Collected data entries
——
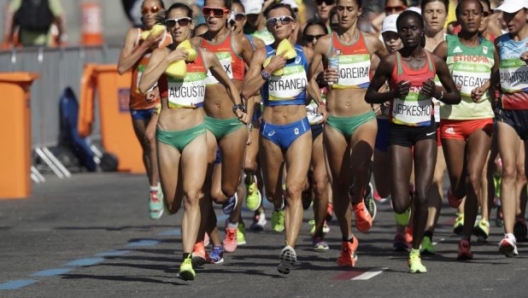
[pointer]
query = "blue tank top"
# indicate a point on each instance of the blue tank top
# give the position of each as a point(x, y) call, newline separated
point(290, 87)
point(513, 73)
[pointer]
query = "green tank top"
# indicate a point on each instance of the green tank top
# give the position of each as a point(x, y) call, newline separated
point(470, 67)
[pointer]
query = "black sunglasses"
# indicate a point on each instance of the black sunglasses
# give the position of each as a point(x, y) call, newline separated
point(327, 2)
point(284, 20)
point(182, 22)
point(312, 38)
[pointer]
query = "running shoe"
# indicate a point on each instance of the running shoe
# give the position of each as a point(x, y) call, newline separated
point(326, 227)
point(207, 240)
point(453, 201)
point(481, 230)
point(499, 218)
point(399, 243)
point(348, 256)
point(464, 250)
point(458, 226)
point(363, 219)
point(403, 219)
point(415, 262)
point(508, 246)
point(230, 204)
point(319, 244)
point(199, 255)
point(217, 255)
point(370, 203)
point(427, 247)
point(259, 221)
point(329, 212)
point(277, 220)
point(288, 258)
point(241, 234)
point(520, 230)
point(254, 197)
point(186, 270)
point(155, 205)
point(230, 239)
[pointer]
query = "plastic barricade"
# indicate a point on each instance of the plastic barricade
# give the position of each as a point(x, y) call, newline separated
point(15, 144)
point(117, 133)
——
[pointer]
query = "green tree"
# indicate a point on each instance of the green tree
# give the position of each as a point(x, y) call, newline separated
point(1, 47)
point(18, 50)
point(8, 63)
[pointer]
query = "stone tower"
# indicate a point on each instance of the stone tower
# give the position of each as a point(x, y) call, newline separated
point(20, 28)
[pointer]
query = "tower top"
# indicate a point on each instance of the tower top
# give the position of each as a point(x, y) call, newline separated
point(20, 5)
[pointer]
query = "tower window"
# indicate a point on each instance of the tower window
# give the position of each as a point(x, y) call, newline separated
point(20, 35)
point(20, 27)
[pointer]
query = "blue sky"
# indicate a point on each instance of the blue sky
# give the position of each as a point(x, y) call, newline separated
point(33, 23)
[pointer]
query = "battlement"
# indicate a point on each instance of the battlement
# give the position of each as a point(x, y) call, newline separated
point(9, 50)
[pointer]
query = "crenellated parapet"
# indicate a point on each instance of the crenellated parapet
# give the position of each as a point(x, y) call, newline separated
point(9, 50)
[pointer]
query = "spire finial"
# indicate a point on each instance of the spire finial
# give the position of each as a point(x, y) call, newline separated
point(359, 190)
——
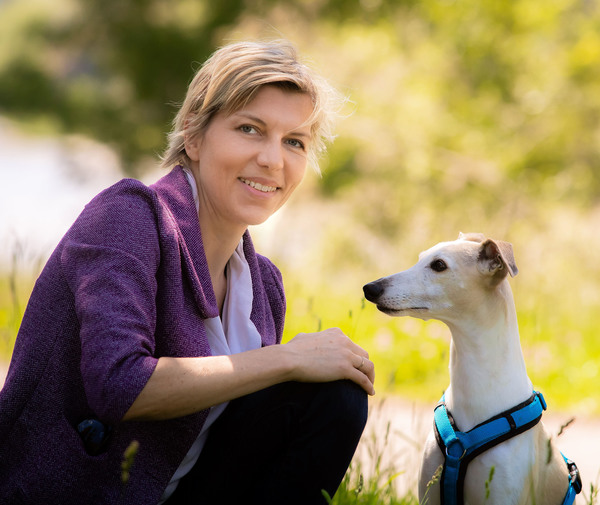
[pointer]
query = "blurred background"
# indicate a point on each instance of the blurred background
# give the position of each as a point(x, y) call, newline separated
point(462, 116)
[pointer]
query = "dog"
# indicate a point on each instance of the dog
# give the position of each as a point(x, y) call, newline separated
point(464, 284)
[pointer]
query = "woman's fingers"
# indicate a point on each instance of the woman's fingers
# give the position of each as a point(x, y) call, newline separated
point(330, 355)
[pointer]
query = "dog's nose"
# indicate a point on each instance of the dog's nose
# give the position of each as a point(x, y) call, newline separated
——
- What to produce: Scan the data for the string "crenellated" and copy each line in which it occurs.

- Problem solution:
query = "crenellated parapet"
# indicate a point on each instance of the crenellated parapet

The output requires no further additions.